╔══

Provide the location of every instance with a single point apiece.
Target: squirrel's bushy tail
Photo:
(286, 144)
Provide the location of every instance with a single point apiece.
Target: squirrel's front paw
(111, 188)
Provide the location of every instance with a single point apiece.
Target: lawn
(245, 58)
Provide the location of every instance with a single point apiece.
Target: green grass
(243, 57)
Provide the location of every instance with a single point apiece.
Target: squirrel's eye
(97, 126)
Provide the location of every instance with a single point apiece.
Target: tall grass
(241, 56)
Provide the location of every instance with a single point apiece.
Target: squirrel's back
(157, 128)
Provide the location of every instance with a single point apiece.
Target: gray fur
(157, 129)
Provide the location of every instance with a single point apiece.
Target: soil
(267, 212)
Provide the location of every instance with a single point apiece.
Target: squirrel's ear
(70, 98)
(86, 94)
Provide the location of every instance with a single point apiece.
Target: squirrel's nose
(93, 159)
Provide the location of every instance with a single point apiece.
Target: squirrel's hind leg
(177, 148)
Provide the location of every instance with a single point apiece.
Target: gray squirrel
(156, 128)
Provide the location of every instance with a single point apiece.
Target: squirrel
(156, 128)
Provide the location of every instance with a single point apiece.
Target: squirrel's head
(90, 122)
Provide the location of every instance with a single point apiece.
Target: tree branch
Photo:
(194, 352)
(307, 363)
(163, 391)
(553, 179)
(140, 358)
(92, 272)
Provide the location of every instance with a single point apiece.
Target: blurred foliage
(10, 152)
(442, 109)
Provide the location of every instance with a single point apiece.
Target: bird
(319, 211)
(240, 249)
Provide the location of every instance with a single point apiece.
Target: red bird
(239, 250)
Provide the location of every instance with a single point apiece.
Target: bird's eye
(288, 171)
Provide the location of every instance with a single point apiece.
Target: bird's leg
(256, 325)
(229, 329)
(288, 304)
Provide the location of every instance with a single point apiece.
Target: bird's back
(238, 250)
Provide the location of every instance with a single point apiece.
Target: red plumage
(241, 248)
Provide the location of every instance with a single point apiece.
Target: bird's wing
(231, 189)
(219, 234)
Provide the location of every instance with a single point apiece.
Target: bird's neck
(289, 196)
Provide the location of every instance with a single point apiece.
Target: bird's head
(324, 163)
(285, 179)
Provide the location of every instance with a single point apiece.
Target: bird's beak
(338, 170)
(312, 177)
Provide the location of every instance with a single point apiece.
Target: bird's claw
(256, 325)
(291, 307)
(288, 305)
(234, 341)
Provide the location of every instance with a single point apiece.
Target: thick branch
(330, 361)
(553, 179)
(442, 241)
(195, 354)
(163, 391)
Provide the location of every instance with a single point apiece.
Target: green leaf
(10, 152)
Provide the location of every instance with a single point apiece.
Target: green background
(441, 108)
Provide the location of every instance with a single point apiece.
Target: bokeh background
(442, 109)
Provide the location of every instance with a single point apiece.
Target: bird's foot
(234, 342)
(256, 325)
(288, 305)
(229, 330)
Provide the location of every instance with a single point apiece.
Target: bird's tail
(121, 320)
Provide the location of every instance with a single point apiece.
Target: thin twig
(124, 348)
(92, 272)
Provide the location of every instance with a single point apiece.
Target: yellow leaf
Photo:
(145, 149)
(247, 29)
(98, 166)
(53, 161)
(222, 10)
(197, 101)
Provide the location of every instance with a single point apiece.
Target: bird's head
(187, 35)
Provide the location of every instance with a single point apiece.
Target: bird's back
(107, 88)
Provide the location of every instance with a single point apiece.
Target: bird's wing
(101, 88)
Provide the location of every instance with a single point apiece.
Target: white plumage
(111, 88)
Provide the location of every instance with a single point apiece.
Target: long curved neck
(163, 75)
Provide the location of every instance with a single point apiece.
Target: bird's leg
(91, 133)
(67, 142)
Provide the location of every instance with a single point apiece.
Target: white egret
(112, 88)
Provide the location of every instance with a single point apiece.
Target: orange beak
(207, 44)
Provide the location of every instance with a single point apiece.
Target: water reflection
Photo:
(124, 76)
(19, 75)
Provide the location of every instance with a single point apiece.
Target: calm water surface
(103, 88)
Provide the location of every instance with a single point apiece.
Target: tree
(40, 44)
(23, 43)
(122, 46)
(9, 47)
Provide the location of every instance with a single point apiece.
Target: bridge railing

╚══

• [What the exercise asks]: Give the listing above again, word for word.

• [Completed task]:
Provide the location of every instance with a single point apiece.
Target: squirrel's bushy tail
Photo:
(286, 144)
Provide the location of every instance with a single point apiece.
Target: squirrel's front paw
(111, 188)
Provide the location of every instance with a single point apiece.
Target: lawn
(245, 58)
Provide the location of every instance with a single point apiece.
Target: green grass
(243, 57)
Provide the location of every instance with a single point apiece.
Target: squirrel's eye
(97, 126)
Provide the location of every instance with a single point apiece.
Target: tall grass
(241, 56)
Provide the location of every instance with a single point apiece.
Target: squirrel's back
(157, 128)
Provide the location of every instance with a single point apiece.
Target: gray fur
(157, 129)
Provide the location of every instance with a single point apiece.
Target: soil
(267, 212)
Provide the location of every instance with a single point apiece.
Target: squirrel's ear
(70, 98)
(86, 94)
Provide the location of every instance with a single point apiece.
Target: squirrel's nose
(93, 159)
Provide the location of every instance with a single point apiece.
Target: squirrel's hind leg
(177, 148)
Provide the location of every instance with a single point apiece.
Target: gray squirrel
(156, 128)
Provide the location of every instance with a single point apiece.
Target: squirrel
(156, 128)
Provide the location of every instance with a single point apiece.
Target: squirrel's head
(90, 122)
Provide the location of every instance with a single point apiece.
Target: tree branch
Photo:
(194, 352)
(307, 363)
(163, 391)
(553, 179)
(140, 358)
(92, 272)
Provide the location of every instance with a single point apiece.
Target: blurred foliage
(10, 152)
(442, 109)
Provide the location of every instance with a single point apiece.
Target: bird
(319, 211)
(240, 249)
Provide the location of every instance with a single point apiece.
Target: red bird
(239, 250)
Provide the location of every instance with a single point apiece.
Target: bird's eye
(288, 171)
Provide the location of every instance with a single point apiece.
Target: bird's leg
(256, 325)
(229, 329)
(288, 304)
Provide the location of every instance with a single point apiece.
Target: bird's back
(238, 250)
Provide the location of every instance with a single point apiece.
Target: red plumage
(241, 248)
Provide the location of every instance with a single point apiece.
Target: bird's wing
(231, 189)
(219, 234)
Provide the location of every instance with a single point apiece.
Target: bird's neck
(289, 196)
Provide the location of every instance with a single point apiece.
Target: bird's head
(324, 163)
(285, 179)
Provide the location of every instance with a single point apiece.
Target: bird's beak
(338, 170)
(312, 177)
Provide the location of every instance with a single point apiece.
Target: bird's claw
(256, 325)
(291, 307)
(288, 305)
(234, 341)
Provide the location of every instance with a single point apiece.
Target: thick branch
(330, 361)
(553, 179)
(442, 241)
(195, 354)
(163, 391)
Provide the location of every instance with a single point apiece.
Target: green leaf
(10, 152)
Provide the location of every instance with a single point apiece.
Target: green background
(441, 108)
Provide the location of every instance with a single point apiece.
Target: bokeh background
(442, 109)
Provide the location of every instance with a single point apiece.
Target: bird's foot
(234, 342)
(256, 325)
(288, 305)
(229, 330)
Provide the location of every instance with a single point apiece.
Target: bird's tail
(121, 320)
Provide the location of every instance with a single point apiece.
Target: thin twig
(124, 348)
(92, 272)
Provide the location of every instance with a single point apiece.
Target: yellow leaf
Photo:
(145, 149)
(247, 29)
(98, 166)
(53, 161)
(222, 10)
(197, 101)
Provide the location of every instance with a single point apiece.
Target: bird's head
(187, 35)
Provide the location of every instance with a single point apiece.
Target: bird's back
(107, 88)
Provide the location of every instance with a single point apiece.
Target: bird's wing
(101, 88)
Provide the location of every instance with a single point apiece.
Target: white plumage
(111, 88)
Provide the location of every instance with a single point apiece.
Target: long curved neck
(163, 75)
Provide the location of every instance with a single point apiece.
Target: bird's leg
(91, 133)
(67, 142)
Provide the location of every instance with a single point apiece.
Target: white egret
(112, 88)
Provide the location of every instance with a single point apiece.
Target: orange beak
(207, 44)
Provide the location of every instance with a single point apiece.
Target: water reflection
Photo:
(124, 76)
(19, 75)
Provide the location of every instance with a single point apiece.
Target: calm water surface
(103, 88)
Provide the location of every instance with a single point apiece.
Target: tree
(40, 44)
(23, 43)
(122, 46)
(9, 47)
Provide the location of every instance with a single point apiece.
Target: bridge railing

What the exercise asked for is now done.